** ACTIONS TO TAKE **
- A) In the mastodon article below, how old are the bones and teeth preserved at the San Diego site?
- B) Please carry the mastodon article below forward, picking up right after its final sentence.

+++ PASSAGE PROVIDED

Thursday, April 27, 2017

The Archaeological Sleight of Hand on Arrival in the New World - Science

Science accepts as a general standard humans migrated into North America over the Bering Land Bridge maybe thirty thousand years.  You can give or take ten thousand years on that estimate and it won't affect the revelation in the latest science in which they claim there are markings on the bones of Mastodons which they believe could only have been made by humans ... over one hundred thousand years earlier.  (Science Daily:  Mastodon discovery shakes up understanding of early humans in the New World)

There's little about the migration into North America which this theory does not set on its ear since now no-one will really care when the Vikings got here and no-one cared about when Columbus got here anymore anyway.



A concentration of fossil bone and rock. The unusual positions of the femur heads, one up and one down, broken in the same manner next to each other is unusual. Mastodon molars are located in the lower right hand corner next to a large rock comprised of andesite which is in contact with a broken vertebra. Upper left is a rib angled upwards resting on a granitic pegmatite rock fragment.

Credit: Image courtesy of San Diego Natural History Museum


An Ice Age paleontological-turned-archaeological site in San Diego, Calif., preserves 130,000-year-old bones and teeth of a mastodon that show evidence of modification by early humans. Analysis of these finds dramatically revises the timeline for when humans first reached North America, according to a paper to be published in the April 27 issue of the journal Nature.

++++++
+++ DATA FOR ANALYSIS

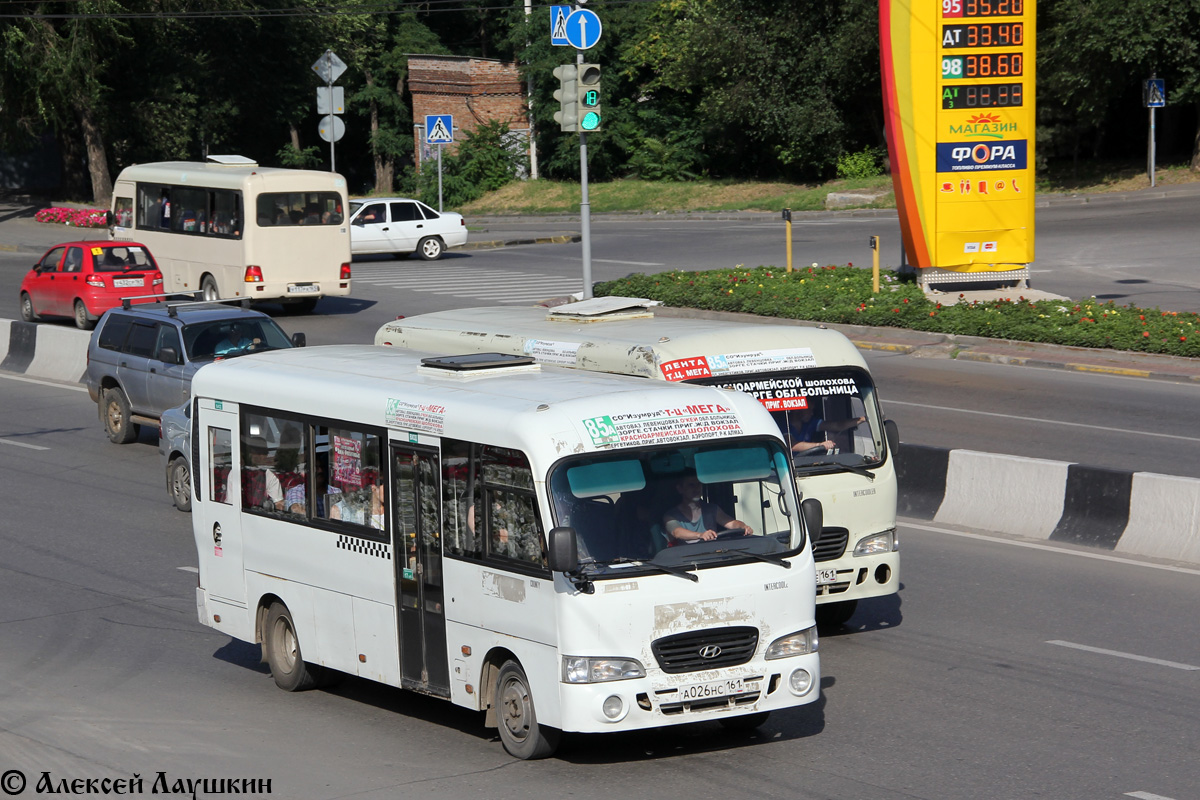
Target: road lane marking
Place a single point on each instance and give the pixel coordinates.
(22, 444)
(1051, 548)
(1035, 419)
(45, 383)
(1131, 656)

++++++

** PER-TASK ANSWERS **
- A) They are 130,000 years old.

- B)
The fossil remains were discovered by Museum paleontologists during routine paleontological mitigation work at a freeway expansion project site managed by the California Department of Transportation (Caltrans). The bones, tusks, and molars, many of which are sharply broken, were found deeply buried alongside large stones that appeared to have been used as hammers and anvils, making this the oldest in situ, well-documented archaeological site in the Americas.

- SD

If you're not getting a WTF Alert in yer noggin, this would be about time to get cracking on one since this seriously jacks existing science on the matter.  If you want to science then question everything.


Ed:  I see a some circumstantial evidence and some stretching so far.

Roger that.  Let's see what else they have.


"When we first discovered the site, there was strong physical evidence that placed humans alongside extinct Ice Age megafauna. This was significant in and of itself and a 'first' in San Diego County," said Dr. Tom Deméré, curator of paleontology and director of PaleoServices at the San Diego Natural History Museum and corresponding author on the paper. "Since the original discovery, dating technology has advanced to enable us to confirm with further certainty that early humans were here significantly earlier than commonly accepted."

- SD

There's really no content in the paragraph except it contains the phrase 'in and of itself' and that one never comes up for conveying information but it comes up constantly for the utterance of more words.


Now we will get a bit more beefy with it.

Since its initial discovery in late 1992, this site has been the subject of research by top scientists to date the fossils accurately and evaluate microscopic damage on bones and rocks that authors now consider indicative of human activity. In 2014, Dr. James Paces, a research geologist with the U.S. Geological Survey, used state-of-the-art radiometric dating methods to determine that the mastodon bones -- which were still fresh when they were broken by strategically-placed blows from hammerstones -- were 130,000 years old, with a conservative error of plus or minus 9,400 years. "The distributions of natural uranium and its decay products both within and among these bone specimens show remarkably reliable behavior, allowing us to derive an age that is well within the wheelhouse of the dating system," explained Paces, a co-author of the paper.

- SD

Validating the 'strategic breaking' is the key point to this since looks like it could be true is not a proof.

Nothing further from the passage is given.